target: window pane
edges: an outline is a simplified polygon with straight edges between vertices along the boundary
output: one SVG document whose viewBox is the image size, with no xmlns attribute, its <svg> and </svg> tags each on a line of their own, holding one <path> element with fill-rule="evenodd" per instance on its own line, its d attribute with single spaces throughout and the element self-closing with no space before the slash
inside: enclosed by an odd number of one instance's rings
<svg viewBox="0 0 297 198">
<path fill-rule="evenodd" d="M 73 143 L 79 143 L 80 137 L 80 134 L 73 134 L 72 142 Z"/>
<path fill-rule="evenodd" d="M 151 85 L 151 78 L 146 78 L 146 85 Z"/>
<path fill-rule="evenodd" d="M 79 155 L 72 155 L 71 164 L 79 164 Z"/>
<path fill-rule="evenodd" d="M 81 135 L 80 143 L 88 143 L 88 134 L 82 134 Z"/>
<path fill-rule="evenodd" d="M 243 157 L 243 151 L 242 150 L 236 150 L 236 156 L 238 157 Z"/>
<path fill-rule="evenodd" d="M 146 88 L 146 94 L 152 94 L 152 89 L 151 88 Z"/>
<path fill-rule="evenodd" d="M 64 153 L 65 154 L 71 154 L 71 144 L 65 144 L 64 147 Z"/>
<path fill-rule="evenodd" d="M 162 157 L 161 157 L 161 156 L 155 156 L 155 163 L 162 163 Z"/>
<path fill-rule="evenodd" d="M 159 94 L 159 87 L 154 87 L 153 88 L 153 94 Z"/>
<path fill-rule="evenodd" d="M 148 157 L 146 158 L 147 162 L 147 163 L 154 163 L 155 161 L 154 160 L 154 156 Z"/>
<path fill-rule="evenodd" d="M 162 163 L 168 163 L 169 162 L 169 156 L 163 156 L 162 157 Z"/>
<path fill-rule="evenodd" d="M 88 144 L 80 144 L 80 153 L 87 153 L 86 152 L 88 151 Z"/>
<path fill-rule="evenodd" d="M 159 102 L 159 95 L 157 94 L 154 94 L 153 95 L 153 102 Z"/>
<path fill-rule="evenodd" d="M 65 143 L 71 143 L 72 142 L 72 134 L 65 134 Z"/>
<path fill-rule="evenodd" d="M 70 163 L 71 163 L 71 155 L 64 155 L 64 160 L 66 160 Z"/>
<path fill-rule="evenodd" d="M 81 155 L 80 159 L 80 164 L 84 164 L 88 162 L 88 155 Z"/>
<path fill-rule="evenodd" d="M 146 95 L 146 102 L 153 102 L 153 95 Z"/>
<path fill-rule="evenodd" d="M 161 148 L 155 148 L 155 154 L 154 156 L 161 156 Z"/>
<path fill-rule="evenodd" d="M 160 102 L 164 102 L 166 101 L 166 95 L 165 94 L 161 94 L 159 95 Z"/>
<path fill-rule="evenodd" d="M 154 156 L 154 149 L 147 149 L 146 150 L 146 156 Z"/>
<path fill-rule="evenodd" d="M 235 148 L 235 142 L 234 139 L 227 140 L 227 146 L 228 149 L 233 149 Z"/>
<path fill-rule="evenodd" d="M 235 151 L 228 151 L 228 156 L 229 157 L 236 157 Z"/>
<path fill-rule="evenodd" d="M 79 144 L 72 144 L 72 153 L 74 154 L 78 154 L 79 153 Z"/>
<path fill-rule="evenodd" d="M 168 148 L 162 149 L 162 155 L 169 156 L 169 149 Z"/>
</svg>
○ ○ ○ ○ ○
**INSTRUCTIONS FOR THE TASK:**
Rewrite these lines with "window pane" changed to "glass panel" and nothing else altered.

**ANSWER:**
target: glass panel
edges: an outline is a simplified polygon with straight edges between vertices along the boundary
output: one SVG document whose viewBox is the image size, with no xmlns attribute, its <svg> and </svg> tags each on a line of their own, holding one <path> element with fill-rule="evenodd" per instance on its own line, its d attribute with single spaces throughout and the element self-closing with no space before the slash
inside: enclosed by an odd number of one instance's rings
<svg viewBox="0 0 297 198">
<path fill-rule="evenodd" d="M 73 143 L 79 143 L 80 137 L 80 134 L 73 134 L 72 142 Z"/>
<path fill-rule="evenodd" d="M 151 85 L 151 78 L 146 78 L 146 85 Z"/>
<path fill-rule="evenodd" d="M 79 155 L 72 155 L 71 164 L 79 164 Z"/>
<path fill-rule="evenodd" d="M 81 135 L 80 143 L 88 143 L 88 134 L 82 134 Z"/>
<path fill-rule="evenodd" d="M 243 157 L 243 151 L 242 150 L 236 150 L 236 156 L 238 157 Z"/>
<path fill-rule="evenodd" d="M 146 88 L 146 94 L 152 94 L 152 89 L 151 88 Z"/>
<path fill-rule="evenodd" d="M 64 153 L 65 154 L 71 154 L 71 144 L 65 144 L 64 147 Z"/>
<path fill-rule="evenodd" d="M 162 157 L 161 157 L 161 156 L 155 156 L 155 163 L 162 163 Z"/>
<path fill-rule="evenodd" d="M 159 94 L 159 87 L 154 87 L 153 88 L 153 94 Z"/>
<path fill-rule="evenodd" d="M 148 157 L 146 158 L 147 162 L 147 163 L 154 163 L 155 161 L 154 160 L 154 156 Z"/>
<path fill-rule="evenodd" d="M 162 163 L 168 163 L 169 162 L 169 156 L 163 156 L 162 157 Z"/>
<path fill-rule="evenodd" d="M 88 144 L 80 144 L 80 153 L 87 153 L 86 152 L 88 151 Z"/>
<path fill-rule="evenodd" d="M 159 102 L 159 95 L 157 94 L 154 94 L 153 95 L 153 102 Z"/>
<path fill-rule="evenodd" d="M 65 143 L 71 143 L 72 142 L 72 134 L 65 134 Z"/>
<path fill-rule="evenodd" d="M 70 163 L 71 163 L 71 155 L 64 155 L 64 160 L 66 160 Z"/>
<path fill-rule="evenodd" d="M 81 155 L 80 159 L 80 164 L 84 164 L 88 162 L 88 155 Z"/>
<path fill-rule="evenodd" d="M 146 95 L 146 102 L 153 102 L 153 95 Z"/>
<path fill-rule="evenodd" d="M 161 148 L 155 148 L 155 154 L 154 156 L 161 156 Z"/>
<path fill-rule="evenodd" d="M 160 102 L 164 102 L 166 101 L 166 95 L 165 94 L 161 94 L 159 95 Z"/>
<path fill-rule="evenodd" d="M 154 156 L 154 149 L 147 149 L 146 150 L 146 156 Z"/>
<path fill-rule="evenodd" d="M 235 148 L 235 142 L 234 139 L 227 140 L 227 146 L 228 149 L 233 149 Z"/>
<path fill-rule="evenodd" d="M 235 151 L 228 151 L 228 156 L 229 157 L 236 157 Z"/>
<path fill-rule="evenodd" d="M 79 144 L 72 144 L 72 153 L 74 154 L 78 154 L 79 153 Z"/>
<path fill-rule="evenodd" d="M 168 148 L 162 149 L 162 155 L 169 156 L 169 149 Z"/>
</svg>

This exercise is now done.